課題 1: 心を制することを説く原文抜粋から、「生けるものどもは心に欺かれている。或る人々は餓鬼のあいだにあって焼かれる。」を含む語句で始まり「て苦しみに焼かれる者もいる。」で終わる部分を、一字も変えずに書き出す。

原文抜粋:

┌──

心を制することは楽しい。心をまもれ。怠るな。
生けるものどもは心に欺かれている。或る人々は餓鬼のあいだにあって焼かれる。


🪶 逐語訳(意訳)

  • 心を調え、制御することは、深い喜びをもたらす。
  • ゆえに、心をよく守り、怠ってはならない。
  • 多くの生きとし生けるものは、自らの心に欺かれて道を誤っている。
  • 中には、その欺かれたままに欲に溺れ、餓鬼のような存在として苦しみに焼かれる者もいる。

📘 用語解説

用語解説
心を制する(citta-danto)自制された、平静で調御された心の状態。
餓鬼(preta)常に飢えと渇きに苛まれる世界に堕ちた存在。仏教での六道のひとつで、「果てなき欲望に支配された状態」を象徴する。
欺かれる心の真実を知らずに、欲・怒り・愚痴に動かされてしまうこと。
怠るな(mā pamādo)精進を忘れた者は心を守れず、堕落に至る。継続的な自己管理が必要であることへの警告。

🧾 全体の現代語訳(まとめ)

心を調えたとき、人は平穏で深い幸福を味わうことができる。
そのためには、心を怠らずに守り続けなければならない。
多くの人々は、自らの欲や衝動に振り回され、真理を見失う。
その結果として、一部の人々は終わりなき飢えの中――餓鬼道のような状態で焼かれる苦しみを味わうのだ。


🔍 解釈と現代的意義

この偈は、「果てしない欲望=餓鬼の心」が人を滅ぼすという深い洞察を示しています。

  • 欲しがっても手に入らず、満たされてもまた新たな欲が起こる。
  • 常に「もっと、もっと」と求め続けるが、その飢えは決して癒されない。
  • それがまさに“餓鬼の生”であり、現代人が陥りやすい精神的飢餓状態です。

└──

入力記録:
┌──

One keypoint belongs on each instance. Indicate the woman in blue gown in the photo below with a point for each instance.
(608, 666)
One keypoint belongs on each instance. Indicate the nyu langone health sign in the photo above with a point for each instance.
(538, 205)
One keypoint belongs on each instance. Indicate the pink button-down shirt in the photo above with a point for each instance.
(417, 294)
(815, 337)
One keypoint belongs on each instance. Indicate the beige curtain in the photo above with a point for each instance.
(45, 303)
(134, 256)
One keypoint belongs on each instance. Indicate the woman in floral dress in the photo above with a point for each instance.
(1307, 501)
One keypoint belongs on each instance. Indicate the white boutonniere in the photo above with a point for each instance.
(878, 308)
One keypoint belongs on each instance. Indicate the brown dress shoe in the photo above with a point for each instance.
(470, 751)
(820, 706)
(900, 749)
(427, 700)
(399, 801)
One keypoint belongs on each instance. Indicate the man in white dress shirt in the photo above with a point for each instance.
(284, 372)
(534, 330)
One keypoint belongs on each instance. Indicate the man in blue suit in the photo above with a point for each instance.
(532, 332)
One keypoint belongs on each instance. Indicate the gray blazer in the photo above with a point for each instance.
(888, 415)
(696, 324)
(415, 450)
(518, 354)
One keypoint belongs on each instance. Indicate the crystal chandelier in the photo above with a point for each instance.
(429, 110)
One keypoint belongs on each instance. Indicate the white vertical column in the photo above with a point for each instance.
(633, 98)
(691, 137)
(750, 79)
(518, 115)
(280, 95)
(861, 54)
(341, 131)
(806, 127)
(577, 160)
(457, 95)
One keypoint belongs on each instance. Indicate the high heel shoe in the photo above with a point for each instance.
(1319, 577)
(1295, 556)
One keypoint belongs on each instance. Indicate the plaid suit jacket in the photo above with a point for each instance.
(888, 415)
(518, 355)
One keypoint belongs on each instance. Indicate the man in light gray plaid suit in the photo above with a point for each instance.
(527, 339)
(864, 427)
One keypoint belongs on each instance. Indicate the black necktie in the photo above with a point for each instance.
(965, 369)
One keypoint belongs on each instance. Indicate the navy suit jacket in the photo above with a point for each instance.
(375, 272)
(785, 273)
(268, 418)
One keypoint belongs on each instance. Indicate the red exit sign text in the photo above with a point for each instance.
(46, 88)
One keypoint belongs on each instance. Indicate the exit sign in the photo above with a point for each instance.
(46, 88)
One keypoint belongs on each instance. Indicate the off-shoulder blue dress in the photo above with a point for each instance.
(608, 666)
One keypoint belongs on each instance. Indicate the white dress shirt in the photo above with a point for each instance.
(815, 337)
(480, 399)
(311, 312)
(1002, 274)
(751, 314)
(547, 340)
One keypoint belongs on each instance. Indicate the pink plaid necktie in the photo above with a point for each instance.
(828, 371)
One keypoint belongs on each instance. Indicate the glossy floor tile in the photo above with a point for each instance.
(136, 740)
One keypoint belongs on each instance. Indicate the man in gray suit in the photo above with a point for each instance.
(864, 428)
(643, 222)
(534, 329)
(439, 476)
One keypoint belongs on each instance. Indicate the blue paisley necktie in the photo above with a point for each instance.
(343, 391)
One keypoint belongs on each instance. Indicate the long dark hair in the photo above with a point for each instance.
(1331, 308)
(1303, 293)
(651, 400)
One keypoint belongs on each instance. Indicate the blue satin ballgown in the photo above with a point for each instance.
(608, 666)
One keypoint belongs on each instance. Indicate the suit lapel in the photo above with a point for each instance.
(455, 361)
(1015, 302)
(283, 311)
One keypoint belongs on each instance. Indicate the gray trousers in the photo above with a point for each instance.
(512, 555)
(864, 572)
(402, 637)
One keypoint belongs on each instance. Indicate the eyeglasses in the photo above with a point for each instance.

└──

課題 2: 記録のうち、「One keypoint belongs on each instance. Indicate the crystal」を含む行から「(1295, 556)」を含む行までの部分で、「crystal chandelier」を「ceiling lamp」に変え、ほかはそのままにしてその部分だけを書き出す。

期待される出力 1:
生けるものどもは心に欺かれている。或る人々は餓鬼のあいだにあって焼かれる。


🪶 逐語訳(意訳)

  • 心を調え、制御することは、深い喜びをもたらす。
  • ゆえに、心をよく守り、怠ってはならない。
  • 多くの生きとし生けるものは、自らの心に欺かれて道を誤っている。
  • 中には、その欺かれたままに欲に溺れ、餓鬼のような存在として苦しみに焼かれる者もいる。

期待される出力 2:
One keypoint belongs on each instance. Indicate the ceiling lamp in the photo above with a point for each instance.
(429, 110)
One keypoint belongs on each instance. Indicate the white vertical column in the photo above with a point for each instance.
(633, 98)
(691, 137)
(750, 79)
(518, 115)
(280, 95)
(861, 54)
(341, 131)
(806, 127)
(577, 160)
(457, 95)
One keypoint belongs on each instance. Indicate the high heel shoe in the photo above with a point for each instance.
(1319, 577)
(1295, 556)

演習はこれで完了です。